-- BEGIN Quoted passage --

Saturday, April 24, 2010
Fred Opie: The very nature of growing up black in a white suburb in the 70s, 80s and then playing what was then and essentially still is a “white boys” sport in the the 80s and 90s, as my African American friends so often remind me, put me in unusually intimidate spaces with white folks, and sometimes in spaces in which some racist whites folks in our game made it clear I might be seen on the field maybe, but my opinion and critic was not welcome. I remember as a player and as Hank Janzyck’s defensive coordinator at Gettysburg College, on more than one occasion, I would challenge a referee's call in an assertive but respective way, and white officials would turn on me with an intolerance that they frankly did not show toward white players and coaches on my team or the opposing team. For many folk seeing a black lacrosse player or even more so, a coach is as rare as seeing a black member of the U. S. Senate. I wondered if Rick had similar experiences.
Rick Sowell: I think it would be naïve to think I didn’t experience racism growing up [and in our game]. Some of it was subtle, some not so subtle, but it pales in comparison to all the positives I’ve been able to take away from being involved with the sport of lacrosse and growing up in this environment. The friendships, competition and travel are all experiences I would not trade for anything. Through lacrosse, I was able to meet my wonderful wife and we now have two wonderful girls, so I have been blessed.
Thursday, April 22, 2010
Rick Sowell running midfield for Washington College in game against Navy, Annapolis, Maryland
Guest blogger Rick Sowell:First thing I remember is that it was hot! I was fortunate enough to tryout on 3 separate occasions and each time I felt it was an honor to participate at such an elite level. It’s a challenge like none other; an opportunity to represent your country, how great is that? Four days of extremely intense lacrosse. I remember Fred [Opie] (Croton Harmon, Herkimer, Syracuse) played terrific, making plays all over the field. Aaron Jones (Hempstead, Cornell) also played well, I thought. It was my first time seeing Danny Williams (Hempstead, Army) play and boy could he get up and down the field in a hurry. His stick skills held him back a bit, but he was quite an athlete. I must also say, being among the few Afro-Americans to tryout was a neat experience. On the field trying to compete at the highest level, and off the field becoming friends was a lot of fun!

-- END Quoted passage --

Reproduce, word for word, the stretch of the lacrosse blog post from "Rick Sowell: I" through "have been blessed.". The items come from an unrelated source.

-- BEGIN Information supplied --

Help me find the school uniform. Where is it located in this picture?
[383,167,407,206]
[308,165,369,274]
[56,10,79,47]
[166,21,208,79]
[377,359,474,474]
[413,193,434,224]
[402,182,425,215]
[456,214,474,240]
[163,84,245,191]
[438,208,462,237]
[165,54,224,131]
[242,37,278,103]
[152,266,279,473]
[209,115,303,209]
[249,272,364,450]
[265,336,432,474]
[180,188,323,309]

-- END Information supplied --

◆ Finished answer:
Rick Sowell: I think it would be naïve to think I didn’t experience racism growing up [and in our game]. Some of it was subtle, some not so subtle, but it pales in comparison to all the positives I’ve been able to take away from being involved with the sport of lacrosse and growing up in this environment. The friendships, competition and travel are all experiences I would not trade for anything. Through lacrosse, I was able to meet my wonderful wife and we now have two wonderful girls, so I have been blessed.